Segment Start: Supplied data

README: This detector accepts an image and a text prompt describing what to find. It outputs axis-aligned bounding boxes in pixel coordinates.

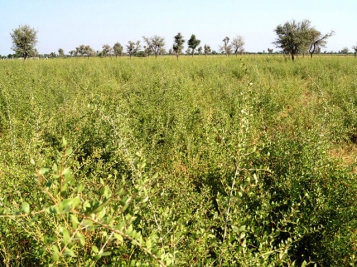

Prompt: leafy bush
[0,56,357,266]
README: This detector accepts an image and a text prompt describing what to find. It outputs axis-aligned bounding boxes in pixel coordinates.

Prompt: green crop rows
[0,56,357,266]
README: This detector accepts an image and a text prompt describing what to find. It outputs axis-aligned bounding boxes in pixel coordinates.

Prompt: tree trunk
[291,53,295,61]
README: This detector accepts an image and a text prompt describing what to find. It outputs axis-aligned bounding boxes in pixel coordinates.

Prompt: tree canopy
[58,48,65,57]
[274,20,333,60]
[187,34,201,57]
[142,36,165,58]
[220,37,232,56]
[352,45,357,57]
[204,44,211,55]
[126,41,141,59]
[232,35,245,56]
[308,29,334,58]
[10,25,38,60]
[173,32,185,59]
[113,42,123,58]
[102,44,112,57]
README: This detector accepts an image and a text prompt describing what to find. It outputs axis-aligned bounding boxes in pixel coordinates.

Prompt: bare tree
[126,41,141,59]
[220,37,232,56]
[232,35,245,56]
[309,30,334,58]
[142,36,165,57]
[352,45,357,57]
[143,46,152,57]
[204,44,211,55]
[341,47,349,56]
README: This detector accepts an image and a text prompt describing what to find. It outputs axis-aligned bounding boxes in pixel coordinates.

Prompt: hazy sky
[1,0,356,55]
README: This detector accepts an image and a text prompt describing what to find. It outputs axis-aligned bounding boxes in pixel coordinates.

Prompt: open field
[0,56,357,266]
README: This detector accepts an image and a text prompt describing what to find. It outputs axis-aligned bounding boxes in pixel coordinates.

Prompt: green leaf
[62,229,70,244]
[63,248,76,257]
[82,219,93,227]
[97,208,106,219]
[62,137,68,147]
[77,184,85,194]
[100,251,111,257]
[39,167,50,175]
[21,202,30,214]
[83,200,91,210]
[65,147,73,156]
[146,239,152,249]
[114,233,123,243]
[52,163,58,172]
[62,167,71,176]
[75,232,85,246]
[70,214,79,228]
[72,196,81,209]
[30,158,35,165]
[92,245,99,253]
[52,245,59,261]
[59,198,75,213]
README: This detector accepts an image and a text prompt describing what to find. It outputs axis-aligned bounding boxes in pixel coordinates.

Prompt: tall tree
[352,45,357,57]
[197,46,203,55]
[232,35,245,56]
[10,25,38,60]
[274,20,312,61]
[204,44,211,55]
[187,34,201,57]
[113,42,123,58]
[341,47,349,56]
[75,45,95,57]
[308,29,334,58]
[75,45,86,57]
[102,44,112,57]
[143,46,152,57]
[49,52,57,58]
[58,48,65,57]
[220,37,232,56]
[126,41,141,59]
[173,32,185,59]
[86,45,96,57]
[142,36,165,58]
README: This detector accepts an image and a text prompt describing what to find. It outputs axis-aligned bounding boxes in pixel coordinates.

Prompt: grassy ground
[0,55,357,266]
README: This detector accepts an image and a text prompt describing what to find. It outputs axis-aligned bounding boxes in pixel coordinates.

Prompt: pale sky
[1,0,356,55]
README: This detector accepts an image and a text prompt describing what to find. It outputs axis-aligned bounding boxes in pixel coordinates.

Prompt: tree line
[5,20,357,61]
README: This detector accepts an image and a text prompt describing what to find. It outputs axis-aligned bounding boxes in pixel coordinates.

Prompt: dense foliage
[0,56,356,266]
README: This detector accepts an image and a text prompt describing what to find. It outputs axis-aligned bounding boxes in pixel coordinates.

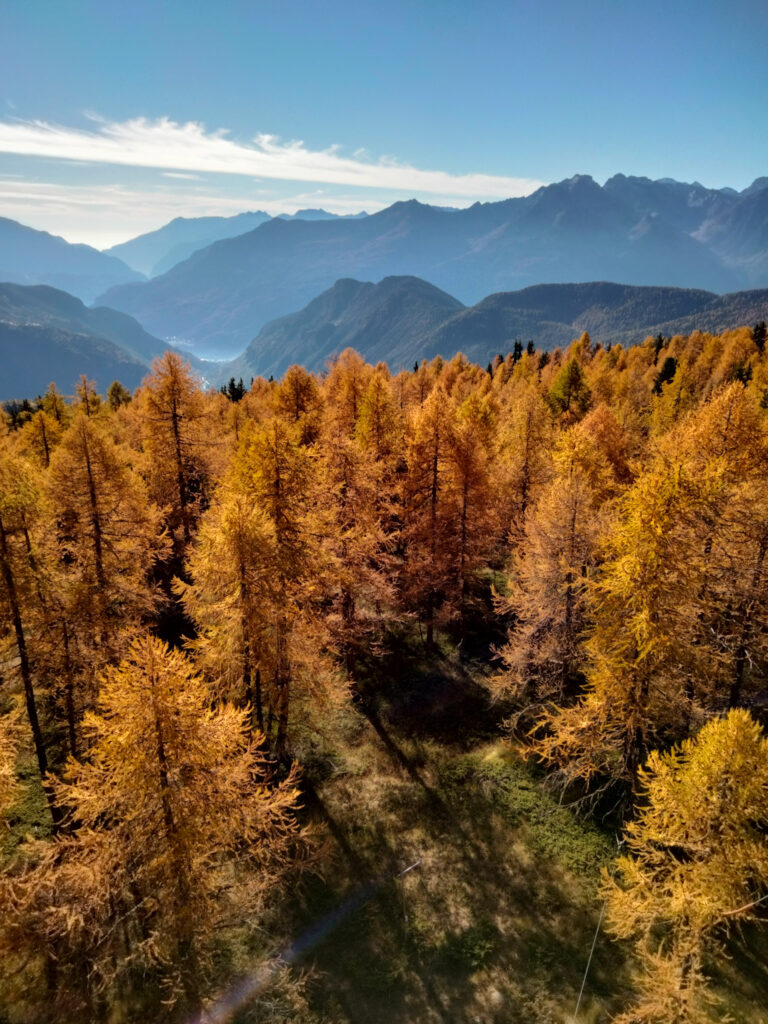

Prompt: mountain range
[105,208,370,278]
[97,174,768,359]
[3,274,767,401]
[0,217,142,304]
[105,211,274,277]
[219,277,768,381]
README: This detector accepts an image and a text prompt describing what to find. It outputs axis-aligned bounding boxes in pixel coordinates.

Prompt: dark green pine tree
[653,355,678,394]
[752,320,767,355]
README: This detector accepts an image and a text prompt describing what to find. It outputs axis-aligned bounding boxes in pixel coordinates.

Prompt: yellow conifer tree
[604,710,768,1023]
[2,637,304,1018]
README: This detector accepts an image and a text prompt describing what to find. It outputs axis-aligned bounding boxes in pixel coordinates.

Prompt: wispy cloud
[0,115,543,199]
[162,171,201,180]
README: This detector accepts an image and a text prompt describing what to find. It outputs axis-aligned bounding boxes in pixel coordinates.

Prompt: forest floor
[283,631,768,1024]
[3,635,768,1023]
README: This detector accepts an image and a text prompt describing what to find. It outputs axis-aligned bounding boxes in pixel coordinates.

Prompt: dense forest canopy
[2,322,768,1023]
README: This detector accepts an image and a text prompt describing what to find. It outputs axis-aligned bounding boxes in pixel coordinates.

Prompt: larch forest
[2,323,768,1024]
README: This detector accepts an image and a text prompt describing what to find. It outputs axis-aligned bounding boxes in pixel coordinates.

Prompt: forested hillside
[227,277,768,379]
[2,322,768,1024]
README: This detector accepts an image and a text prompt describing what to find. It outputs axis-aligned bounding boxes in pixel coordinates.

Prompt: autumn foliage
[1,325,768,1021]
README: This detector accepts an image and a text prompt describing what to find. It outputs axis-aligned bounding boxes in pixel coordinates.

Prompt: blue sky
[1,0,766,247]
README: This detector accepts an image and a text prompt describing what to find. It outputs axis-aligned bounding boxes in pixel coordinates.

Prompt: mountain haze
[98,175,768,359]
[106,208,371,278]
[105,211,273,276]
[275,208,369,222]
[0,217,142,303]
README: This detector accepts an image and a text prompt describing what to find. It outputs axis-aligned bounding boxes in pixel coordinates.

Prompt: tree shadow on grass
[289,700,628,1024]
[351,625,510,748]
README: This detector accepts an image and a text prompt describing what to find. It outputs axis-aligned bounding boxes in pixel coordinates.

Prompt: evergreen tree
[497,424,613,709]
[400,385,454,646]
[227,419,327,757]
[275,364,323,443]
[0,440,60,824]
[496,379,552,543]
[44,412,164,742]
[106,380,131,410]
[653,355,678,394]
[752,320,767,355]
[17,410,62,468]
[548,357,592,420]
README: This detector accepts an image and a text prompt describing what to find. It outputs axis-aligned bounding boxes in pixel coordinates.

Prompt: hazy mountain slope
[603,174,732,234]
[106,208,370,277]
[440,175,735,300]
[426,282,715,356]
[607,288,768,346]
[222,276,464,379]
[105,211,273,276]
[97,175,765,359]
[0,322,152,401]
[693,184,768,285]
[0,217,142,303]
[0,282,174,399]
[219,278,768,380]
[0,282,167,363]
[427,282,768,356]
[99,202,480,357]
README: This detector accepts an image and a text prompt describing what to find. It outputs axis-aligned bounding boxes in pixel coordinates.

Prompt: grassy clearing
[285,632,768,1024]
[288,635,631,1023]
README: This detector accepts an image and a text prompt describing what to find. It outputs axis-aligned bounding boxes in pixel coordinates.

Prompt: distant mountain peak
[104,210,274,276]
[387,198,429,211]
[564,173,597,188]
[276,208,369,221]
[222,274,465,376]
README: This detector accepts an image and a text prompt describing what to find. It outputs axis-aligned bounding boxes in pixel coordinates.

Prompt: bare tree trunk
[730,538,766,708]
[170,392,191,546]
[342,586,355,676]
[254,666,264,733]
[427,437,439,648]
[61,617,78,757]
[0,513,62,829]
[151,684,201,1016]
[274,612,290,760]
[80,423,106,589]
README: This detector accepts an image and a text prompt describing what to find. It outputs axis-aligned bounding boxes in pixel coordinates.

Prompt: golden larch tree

Segment End: Supplied data

-- Task item --
Set down the material again exactly. Don't carry over any pictures.

-- Completed task --
README: This detector accepts an image and a text prompt describing what to find. It outputs axis-aligned bounding boxes in pixel coordinates.


Prompt: leafy bush
[0,56,357,266]
README: This detector accepts an image and a text prompt describing what to find. It outputs axis-aligned bounding boxes in pixel coordinates.

Prompt: green crop rows
[0,56,357,266]
README: This detector accepts an image and a text prompt describing what to find. It outputs axis-aligned bounding boxes in pixel coordinates.

Prompt: tree trunk
[291,53,295,61]
README: This detector accepts an image and a text prompt describing what to find. It outputs axis-aligned bounding boxes in pixel coordinates.

Prompt: tree canopy
[58,48,65,57]
[274,20,333,60]
[187,34,201,57]
[142,36,165,58]
[220,37,232,56]
[352,45,357,57]
[204,44,211,55]
[126,41,141,59]
[232,35,245,56]
[308,29,334,58]
[10,25,38,60]
[173,32,185,59]
[113,42,123,58]
[102,44,112,57]
README: This detector accepts an image and a text prompt describing what to find. It outputs axis-aligned bounding boxes in pixel coordinates.

Prompt: bare tree
[126,41,141,59]
[220,37,232,56]
[232,35,245,56]
[309,30,334,58]
[142,36,165,57]
[352,45,357,57]
[143,46,152,57]
[204,44,211,55]
[341,47,349,56]
README: This detector accepts an image and a text prompt describing what to find. It outputs axis-aligned bounding boxes in pixel coordinates.

Prompt: hazy sky
[1,0,356,55]
README: This detector accepts an image and a text prompt describing what to find. It outputs axis-aligned bounding boxes in pixel coordinates.

Prompt: open field
[0,56,357,266]
README: This detector accepts an image and a text prompt describing what to find. It outputs axis-aligned bounding boxes in pixel coordinates.

Prompt: green leaf
[62,229,70,244]
[63,248,76,257]
[82,219,93,227]
[97,208,106,219]
[62,137,68,147]
[77,184,85,194]
[100,251,111,257]
[39,167,50,175]
[21,202,30,214]
[83,200,91,210]
[65,147,73,156]
[146,239,152,249]
[114,233,123,243]
[52,163,58,172]
[62,167,71,176]
[75,232,85,246]
[70,214,79,228]
[72,196,81,209]
[30,158,35,165]
[92,245,99,253]
[52,245,59,261]
[59,198,75,213]
README: This detector accepts an image and a text prompt describing what to find. It outputs axis-aligned bounding boxes in pixel coordinates.

Prompt: tall tree
[352,45,357,57]
[197,46,203,55]
[232,35,245,56]
[10,25,38,60]
[274,20,312,61]
[204,44,211,55]
[187,34,201,57]
[113,42,123,58]
[341,47,349,56]
[75,45,95,57]
[308,29,334,58]
[75,45,86,57]
[102,44,112,57]
[143,46,152,57]
[49,52,57,58]
[58,48,65,57]
[220,37,232,56]
[126,41,141,59]
[173,32,185,59]
[86,45,96,57]
[142,36,165,58]
README: This detector accepts an image and a text prompt describing what to find. It outputs axis-aligned bounding boxes in pixel coordinates.

Prompt: grassy ground
[0,55,357,266]
README: This detector accepts an image and a text prompt describing what to find. It outputs axis-aligned bounding boxes in pixel coordinates.

Prompt: pale sky
[1,0,356,55]
README: This detector accepts an image and a text prompt describing what to find. It outputs axis-aligned bounding boxes in pixel coordinates.

Prompt: tree line
[5,20,357,61]
README: This detector accepts an image and a text prompt describing what to find. It outputs axis-aligned bounding boxes in pixel coordinates.

Prompt: dense foliage
[0,56,356,266]
README: This detector accepts an image and a text prompt describing what to find. It outputs axis-aligned bounding boxes in pixel coordinates.


Prompt: mountain range
[105,208,370,278]
[97,174,768,359]
[3,274,767,401]
[0,217,142,304]
[105,211,274,277]
[219,277,768,381]
README: This detector accepts an image and a text prompt describing what to find. It outputs axis-aligned bounding boxes in pixel coordinates.

Prompt: dark green pine tree
[653,355,678,394]
[752,320,767,355]
README: This detector accepts an image and a text prompt describing what to find. It outputs axis-aligned bounding boxes in pixel coordinates.

Prompt: yellow conifer tree
[604,710,768,1023]
[2,637,304,1018]
README: This detector accepts an image and a text prompt describing what to find. It outputs axis-aligned bounding boxes in pixel coordinates.

Prompt: wispy cloud
[0,115,543,199]
[162,171,201,180]
README: This detector accepts an image and a text prompt describing what to find. It outputs axis-aligned bounding boxes in pixel coordinates.

Prompt: forest floor
[283,631,768,1024]
[3,635,768,1023]
README: This detector accepts an image and a text prompt describing what to find. It outputs axis-aligned bounding boxes in pixel coordinates.

Prompt: dense forest canopy
[2,322,768,1023]
README: This detector accepts an image and a text prompt describing what to find. It outputs axis-aligned bounding boxes in pixel coordinates.

Prompt: larch forest
[2,323,768,1024]
README: This detector accepts an image and a text prompt describing what to find. It outputs axis-aligned bounding boxes in pixel coordinates.

Prompt: forested hillside
[227,277,768,379]
[2,322,768,1024]
README: This detector accepts an image and a text prompt describing what to find. It outputs axis-aligned bounding boxes in pixel coordinates.

Prompt: autumn foliage
[1,325,768,1021]
README: This detector accepts an image and a text prompt describing what to find. It outputs axis-aligned bounding boxes in pixel coordinates.

Prompt: blue sky
[1,0,766,247]
README: This detector accepts an image and a text prompt describing what to find. It outputs axis-aligned bounding boxes in pixel coordinates.

Prompt: mountain haze
[98,175,768,359]
[106,208,371,278]
[105,211,273,276]
[275,208,369,222]
[0,217,142,303]
README: This detector accepts an image and a text prompt describing what to find. It outputs axis-aligned bounding boxes in pixel coordinates.

Prompt: tree shadow on grass
[289,700,628,1024]
[351,625,510,748]
README: This detector accepts an image and a text prompt describing what to find. It outputs axis-aligned bounding boxes in pixel coordinates.

Prompt: evergreen tree
[497,424,613,709]
[400,385,454,646]
[227,419,327,757]
[275,364,323,443]
[0,440,60,824]
[496,379,552,543]
[44,412,164,742]
[106,380,131,410]
[653,355,678,394]
[752,320,767,355]
[17,410,62,468]
[548,357,592,420]
README: This detector accepts an image and a text prompt describing what to find. It outputs axis-aligned bounding boxes in pixel coordinates.

Prompt: hazy mountain slope
[603,174,732,234]
[106,208,370,277]
[440,175,735,300]
[426,282,715,356]
[607,288,768,346]
[222,276,464,379]
[105,211,273,276]
[97,175,765,359]
[0,322,152,401]
[693,184,768,285]
[0,217,142,303]
[0,282,174,399]
[219,278,768,380]
[0,282,167,363]
[427,282,768,356]
[99,202,480,357]
README: This detector accepts an image and a text prompt describing what to find. It outputs axis-aligned bounding boxes in pixel coordinates.

Prompt: grassy clearing
[285,632,768,1024]
[288,635,631,1023]
README: This detector accepts an image and a text prompt describing what to find. It outputs axis-aligned bounding boxes in pixel coordinates.

Prompt: distant mountain peak
[104,210,274,276]
[387,198,429,211]
[564,173,597,188]
[276,208,369,221]
[222,274,465,376]
README: This detector accepts an image and a text prompt describing what to find. It outputs axis-aligned bounding boxes in pixel coordinates.

Prompt: bare tree trunk
[730,538,766,708]
[170,392,191,546]
[342,586,355,676]
[254,666,264,733]
[427,437,439,648]
[61,617,78,757]
[0,513,62,829]
[151,684,201,1016]
[274,612,290,760]
[80,423,106,589]
README: This detector accepts an image and a text prompt describing what to find. It outputs axis-aligned bounding boxes in pixel coordinates.

Prompt: golden larch tree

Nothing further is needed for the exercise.